Exercise goal: Write out exactly, please, the lines from the one containing "the yellow flower" to the end of the material.

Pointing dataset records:

==============================

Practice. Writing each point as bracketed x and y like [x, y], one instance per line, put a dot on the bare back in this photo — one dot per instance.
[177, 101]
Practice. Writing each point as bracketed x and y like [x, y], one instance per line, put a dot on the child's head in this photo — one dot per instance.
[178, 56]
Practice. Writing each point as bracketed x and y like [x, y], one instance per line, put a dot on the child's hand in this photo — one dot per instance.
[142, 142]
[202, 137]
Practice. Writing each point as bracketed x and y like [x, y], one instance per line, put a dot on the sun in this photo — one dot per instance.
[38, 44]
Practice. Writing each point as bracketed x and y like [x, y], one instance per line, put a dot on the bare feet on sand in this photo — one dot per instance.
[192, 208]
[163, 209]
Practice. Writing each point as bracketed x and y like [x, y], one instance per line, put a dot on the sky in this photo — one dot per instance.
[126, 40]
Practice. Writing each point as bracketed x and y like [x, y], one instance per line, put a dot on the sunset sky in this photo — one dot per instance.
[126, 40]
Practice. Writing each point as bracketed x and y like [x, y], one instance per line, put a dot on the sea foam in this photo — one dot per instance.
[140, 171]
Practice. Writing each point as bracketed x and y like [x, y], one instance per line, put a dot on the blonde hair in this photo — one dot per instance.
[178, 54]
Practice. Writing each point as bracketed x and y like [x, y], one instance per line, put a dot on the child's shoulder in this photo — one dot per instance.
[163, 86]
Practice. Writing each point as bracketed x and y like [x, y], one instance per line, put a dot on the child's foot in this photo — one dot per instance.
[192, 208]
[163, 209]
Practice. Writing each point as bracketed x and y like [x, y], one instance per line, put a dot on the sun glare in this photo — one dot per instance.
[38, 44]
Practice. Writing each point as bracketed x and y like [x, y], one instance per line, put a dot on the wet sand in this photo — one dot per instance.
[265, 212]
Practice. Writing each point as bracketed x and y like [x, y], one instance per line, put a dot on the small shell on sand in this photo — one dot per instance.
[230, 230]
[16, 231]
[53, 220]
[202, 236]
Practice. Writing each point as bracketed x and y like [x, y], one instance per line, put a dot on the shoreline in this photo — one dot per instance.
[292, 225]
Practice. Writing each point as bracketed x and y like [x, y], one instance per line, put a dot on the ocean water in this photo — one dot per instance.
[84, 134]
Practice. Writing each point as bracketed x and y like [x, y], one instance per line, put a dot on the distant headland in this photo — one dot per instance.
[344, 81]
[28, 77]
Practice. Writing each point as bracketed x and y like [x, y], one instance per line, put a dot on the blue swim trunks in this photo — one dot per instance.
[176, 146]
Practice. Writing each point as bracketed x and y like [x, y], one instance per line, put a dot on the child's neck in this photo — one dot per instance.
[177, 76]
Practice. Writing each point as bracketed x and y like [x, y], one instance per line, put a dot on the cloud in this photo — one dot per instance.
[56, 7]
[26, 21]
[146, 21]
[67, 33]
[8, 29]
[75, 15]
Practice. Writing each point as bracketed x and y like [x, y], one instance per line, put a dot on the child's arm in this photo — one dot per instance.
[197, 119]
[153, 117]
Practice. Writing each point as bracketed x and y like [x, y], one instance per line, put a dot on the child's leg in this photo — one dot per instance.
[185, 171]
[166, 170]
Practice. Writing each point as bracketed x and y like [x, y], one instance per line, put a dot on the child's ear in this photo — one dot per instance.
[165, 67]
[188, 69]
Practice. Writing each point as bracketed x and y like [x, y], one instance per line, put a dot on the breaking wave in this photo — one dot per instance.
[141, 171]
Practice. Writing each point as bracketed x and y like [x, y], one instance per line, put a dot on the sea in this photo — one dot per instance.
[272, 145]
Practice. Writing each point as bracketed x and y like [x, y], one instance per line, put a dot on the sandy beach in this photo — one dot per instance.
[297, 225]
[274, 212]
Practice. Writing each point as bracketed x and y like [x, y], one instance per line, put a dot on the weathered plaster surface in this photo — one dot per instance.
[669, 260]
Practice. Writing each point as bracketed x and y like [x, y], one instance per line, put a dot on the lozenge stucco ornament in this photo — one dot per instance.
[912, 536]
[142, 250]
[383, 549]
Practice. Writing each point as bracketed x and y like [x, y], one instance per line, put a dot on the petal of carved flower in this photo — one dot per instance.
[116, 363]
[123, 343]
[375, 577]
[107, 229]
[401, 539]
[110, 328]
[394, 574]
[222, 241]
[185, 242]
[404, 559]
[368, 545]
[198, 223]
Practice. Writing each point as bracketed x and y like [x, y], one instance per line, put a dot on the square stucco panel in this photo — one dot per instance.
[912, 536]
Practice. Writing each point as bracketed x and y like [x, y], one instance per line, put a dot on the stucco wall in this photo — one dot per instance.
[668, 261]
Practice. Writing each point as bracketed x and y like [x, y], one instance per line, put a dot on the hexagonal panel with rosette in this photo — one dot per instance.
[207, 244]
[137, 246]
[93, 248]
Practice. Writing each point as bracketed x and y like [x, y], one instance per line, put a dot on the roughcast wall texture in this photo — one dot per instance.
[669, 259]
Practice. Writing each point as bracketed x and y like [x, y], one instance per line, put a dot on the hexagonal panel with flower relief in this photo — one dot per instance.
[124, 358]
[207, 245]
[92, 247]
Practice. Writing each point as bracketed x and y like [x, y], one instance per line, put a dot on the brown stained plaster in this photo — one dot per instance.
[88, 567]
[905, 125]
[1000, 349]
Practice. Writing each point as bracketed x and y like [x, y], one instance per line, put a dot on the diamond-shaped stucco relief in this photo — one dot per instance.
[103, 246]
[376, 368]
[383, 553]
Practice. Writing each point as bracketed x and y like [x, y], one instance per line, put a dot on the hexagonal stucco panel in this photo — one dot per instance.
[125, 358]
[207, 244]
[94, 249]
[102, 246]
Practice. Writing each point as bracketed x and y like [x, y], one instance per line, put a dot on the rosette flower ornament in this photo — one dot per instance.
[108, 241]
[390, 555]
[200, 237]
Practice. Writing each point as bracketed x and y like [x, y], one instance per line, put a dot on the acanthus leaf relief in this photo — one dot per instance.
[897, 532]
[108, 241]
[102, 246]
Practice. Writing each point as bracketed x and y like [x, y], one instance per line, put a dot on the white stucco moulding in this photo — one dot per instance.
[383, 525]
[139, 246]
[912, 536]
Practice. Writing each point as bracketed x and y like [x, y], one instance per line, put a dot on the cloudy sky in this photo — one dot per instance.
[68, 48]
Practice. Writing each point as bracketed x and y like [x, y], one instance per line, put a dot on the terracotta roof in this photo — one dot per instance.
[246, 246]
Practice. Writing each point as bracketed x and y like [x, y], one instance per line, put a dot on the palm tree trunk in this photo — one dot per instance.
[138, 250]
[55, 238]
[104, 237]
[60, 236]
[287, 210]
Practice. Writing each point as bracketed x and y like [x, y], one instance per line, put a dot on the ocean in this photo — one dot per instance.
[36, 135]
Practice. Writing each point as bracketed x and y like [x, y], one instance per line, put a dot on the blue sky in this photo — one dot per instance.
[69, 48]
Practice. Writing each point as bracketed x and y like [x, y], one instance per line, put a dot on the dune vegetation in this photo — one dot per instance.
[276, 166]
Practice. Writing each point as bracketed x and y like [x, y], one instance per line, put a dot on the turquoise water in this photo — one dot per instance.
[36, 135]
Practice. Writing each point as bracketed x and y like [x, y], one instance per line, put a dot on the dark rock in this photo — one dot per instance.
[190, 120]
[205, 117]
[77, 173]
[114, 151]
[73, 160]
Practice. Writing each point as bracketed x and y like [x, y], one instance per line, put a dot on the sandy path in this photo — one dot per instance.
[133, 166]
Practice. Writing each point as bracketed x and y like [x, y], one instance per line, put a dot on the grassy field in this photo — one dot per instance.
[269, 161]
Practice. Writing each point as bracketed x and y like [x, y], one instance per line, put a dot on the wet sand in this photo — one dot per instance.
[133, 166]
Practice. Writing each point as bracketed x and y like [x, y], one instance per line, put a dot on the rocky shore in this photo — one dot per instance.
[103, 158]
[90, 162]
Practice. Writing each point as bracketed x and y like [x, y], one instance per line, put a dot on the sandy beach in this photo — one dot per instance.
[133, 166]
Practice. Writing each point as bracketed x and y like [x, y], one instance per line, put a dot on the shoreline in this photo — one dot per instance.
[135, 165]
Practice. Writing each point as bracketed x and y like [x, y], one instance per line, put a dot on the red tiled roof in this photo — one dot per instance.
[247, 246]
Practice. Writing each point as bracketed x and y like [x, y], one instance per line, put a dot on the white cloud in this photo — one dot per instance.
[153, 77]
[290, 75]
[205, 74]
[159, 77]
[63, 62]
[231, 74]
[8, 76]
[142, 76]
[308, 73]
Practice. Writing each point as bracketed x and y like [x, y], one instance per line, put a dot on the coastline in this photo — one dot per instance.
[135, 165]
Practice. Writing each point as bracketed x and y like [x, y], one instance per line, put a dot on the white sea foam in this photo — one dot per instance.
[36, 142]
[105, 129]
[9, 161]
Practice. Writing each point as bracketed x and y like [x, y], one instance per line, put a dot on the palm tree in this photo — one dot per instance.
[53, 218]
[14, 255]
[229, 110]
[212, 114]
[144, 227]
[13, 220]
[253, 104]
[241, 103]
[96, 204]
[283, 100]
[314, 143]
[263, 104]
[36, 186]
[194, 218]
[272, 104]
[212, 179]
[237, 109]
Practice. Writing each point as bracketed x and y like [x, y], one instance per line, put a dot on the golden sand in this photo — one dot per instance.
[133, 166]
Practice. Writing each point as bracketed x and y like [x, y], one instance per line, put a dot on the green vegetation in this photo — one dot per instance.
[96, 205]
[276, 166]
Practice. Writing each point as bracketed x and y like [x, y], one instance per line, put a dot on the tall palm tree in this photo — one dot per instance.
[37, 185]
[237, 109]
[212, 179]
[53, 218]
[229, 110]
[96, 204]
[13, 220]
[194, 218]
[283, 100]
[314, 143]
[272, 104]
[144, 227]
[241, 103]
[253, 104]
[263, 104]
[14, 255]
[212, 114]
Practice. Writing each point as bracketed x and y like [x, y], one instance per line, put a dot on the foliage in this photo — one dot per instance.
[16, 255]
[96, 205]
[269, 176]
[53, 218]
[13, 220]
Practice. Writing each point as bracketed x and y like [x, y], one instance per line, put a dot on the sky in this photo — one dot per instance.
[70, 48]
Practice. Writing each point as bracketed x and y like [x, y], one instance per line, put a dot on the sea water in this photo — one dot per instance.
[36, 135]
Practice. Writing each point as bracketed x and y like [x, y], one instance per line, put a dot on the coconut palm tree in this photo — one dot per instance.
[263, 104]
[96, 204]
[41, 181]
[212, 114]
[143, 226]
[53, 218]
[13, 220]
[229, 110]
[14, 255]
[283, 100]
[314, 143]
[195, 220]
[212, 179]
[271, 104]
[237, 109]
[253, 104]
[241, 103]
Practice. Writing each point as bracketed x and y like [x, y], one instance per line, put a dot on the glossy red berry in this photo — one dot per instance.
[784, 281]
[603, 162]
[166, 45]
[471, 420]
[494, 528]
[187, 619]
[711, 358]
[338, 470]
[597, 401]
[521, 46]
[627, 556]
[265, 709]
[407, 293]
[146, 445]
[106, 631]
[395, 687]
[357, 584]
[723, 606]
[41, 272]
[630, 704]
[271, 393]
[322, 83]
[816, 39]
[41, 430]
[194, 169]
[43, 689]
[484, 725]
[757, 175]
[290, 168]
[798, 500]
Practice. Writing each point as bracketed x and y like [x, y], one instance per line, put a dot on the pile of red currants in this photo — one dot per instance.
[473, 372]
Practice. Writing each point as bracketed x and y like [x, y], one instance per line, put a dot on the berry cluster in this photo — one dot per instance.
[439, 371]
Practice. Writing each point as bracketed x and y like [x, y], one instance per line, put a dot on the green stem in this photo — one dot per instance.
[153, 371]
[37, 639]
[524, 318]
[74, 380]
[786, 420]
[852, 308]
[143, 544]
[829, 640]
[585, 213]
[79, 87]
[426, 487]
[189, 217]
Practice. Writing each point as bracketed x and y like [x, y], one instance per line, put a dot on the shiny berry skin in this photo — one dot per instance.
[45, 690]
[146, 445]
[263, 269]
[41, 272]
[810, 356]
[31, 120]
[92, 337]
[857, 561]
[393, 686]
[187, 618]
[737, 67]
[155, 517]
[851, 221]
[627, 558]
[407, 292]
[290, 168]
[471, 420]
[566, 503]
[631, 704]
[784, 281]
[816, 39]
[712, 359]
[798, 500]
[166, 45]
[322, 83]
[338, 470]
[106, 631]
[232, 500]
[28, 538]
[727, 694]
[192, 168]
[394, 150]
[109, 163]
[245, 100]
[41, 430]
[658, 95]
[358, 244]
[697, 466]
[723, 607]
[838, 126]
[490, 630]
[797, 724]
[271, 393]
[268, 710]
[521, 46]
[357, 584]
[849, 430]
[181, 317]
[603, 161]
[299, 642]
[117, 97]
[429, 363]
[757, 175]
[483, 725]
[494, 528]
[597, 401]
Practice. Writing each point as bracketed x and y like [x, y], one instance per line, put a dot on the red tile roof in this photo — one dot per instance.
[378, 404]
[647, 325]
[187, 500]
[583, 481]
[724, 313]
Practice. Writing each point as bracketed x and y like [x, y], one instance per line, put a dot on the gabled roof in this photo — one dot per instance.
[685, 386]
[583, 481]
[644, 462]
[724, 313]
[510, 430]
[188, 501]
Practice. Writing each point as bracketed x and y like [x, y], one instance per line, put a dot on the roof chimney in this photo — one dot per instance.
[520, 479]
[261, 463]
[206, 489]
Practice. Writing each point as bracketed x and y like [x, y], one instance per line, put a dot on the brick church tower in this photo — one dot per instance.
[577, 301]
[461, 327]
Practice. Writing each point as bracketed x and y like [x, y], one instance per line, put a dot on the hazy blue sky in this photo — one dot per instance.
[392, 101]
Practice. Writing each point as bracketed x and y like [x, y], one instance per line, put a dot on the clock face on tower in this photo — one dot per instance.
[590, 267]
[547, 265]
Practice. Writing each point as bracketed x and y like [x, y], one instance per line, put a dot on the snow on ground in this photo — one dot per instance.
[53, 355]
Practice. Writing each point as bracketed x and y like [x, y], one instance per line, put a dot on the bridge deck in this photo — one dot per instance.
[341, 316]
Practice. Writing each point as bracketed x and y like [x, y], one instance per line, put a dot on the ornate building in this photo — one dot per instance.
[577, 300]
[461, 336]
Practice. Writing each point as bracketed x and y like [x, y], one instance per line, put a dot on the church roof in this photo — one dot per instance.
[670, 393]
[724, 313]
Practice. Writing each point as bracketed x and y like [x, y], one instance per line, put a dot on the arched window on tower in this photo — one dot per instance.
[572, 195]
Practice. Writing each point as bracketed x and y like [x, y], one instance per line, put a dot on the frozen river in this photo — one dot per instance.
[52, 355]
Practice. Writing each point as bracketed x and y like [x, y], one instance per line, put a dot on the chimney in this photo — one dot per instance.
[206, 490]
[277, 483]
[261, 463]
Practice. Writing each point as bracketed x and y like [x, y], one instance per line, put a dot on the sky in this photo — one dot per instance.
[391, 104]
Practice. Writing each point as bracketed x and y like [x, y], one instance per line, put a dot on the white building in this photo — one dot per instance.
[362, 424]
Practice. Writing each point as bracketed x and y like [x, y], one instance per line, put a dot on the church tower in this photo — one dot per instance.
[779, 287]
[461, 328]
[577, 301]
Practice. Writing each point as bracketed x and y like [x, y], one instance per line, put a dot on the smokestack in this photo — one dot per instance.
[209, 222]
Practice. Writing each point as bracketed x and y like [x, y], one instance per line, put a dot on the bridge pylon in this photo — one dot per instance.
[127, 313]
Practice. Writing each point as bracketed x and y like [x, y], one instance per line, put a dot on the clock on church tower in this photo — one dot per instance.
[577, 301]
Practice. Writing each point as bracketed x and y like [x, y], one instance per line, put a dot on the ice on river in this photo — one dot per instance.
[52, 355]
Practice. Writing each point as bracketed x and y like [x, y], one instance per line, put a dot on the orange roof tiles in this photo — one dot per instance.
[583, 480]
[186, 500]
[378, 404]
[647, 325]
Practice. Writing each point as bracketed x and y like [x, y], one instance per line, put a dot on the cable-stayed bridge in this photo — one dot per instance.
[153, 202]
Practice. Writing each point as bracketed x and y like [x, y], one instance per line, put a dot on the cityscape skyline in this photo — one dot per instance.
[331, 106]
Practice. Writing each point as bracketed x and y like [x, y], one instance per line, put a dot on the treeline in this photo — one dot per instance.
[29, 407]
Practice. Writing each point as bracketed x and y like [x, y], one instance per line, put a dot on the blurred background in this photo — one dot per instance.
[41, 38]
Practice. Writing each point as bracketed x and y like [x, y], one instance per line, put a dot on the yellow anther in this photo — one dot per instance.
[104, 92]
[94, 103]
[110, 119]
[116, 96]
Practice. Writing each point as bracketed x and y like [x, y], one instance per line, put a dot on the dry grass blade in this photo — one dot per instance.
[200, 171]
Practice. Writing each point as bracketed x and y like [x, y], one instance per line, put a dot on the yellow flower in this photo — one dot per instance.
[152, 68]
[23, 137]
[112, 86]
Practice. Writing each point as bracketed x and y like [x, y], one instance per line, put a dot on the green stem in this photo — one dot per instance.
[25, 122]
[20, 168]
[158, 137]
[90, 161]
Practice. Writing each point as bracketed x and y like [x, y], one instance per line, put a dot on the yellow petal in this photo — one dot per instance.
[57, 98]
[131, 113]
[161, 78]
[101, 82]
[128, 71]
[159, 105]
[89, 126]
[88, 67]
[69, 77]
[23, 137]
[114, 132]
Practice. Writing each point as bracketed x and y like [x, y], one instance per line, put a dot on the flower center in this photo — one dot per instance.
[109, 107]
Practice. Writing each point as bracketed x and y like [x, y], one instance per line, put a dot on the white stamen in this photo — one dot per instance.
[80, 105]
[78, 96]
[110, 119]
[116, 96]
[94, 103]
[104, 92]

==============================

Reply to the task:
Practice. Writing each point as bracketed x and y like [x, y], one instance per line, put a dot on the yellow flower in this photo — one dot per instance.
[152, 68]
[23, 137]
[112, 86]
Practice. Writing each point as bracketed x and y like [x, y], one instance per line, put a dot on the green stem in this photo — one dot per instance.
[25, 122]
[20, 168]
[158, 137]
[90, 161]
Practice. Writing each point as bracketed x and y like [x, y], one instance per line, put a dot on the yellow petal in this photo — one dot per instance.
[57, 98]
[131, 113]
[161, 78]
[101, 82]
[128, 71]
[159, 105]
[89, 126]
[88, 67]
[69, 77]
[23, 137]
[114, 132]
Practice. Writing each point as bracketed x and y like [x, y], one instance per line, put a dot on the flower center in this photo — one dot per instance.
[109, 107]
Practice. Writing each point as bracketed x and y like [x, y], one instance per line, put a dot on the white stamen in this photo — one dot per instance.
[80, 105]
[78, 96]
[110, 119]
[116, 96]
[94, 103]
[104, 92]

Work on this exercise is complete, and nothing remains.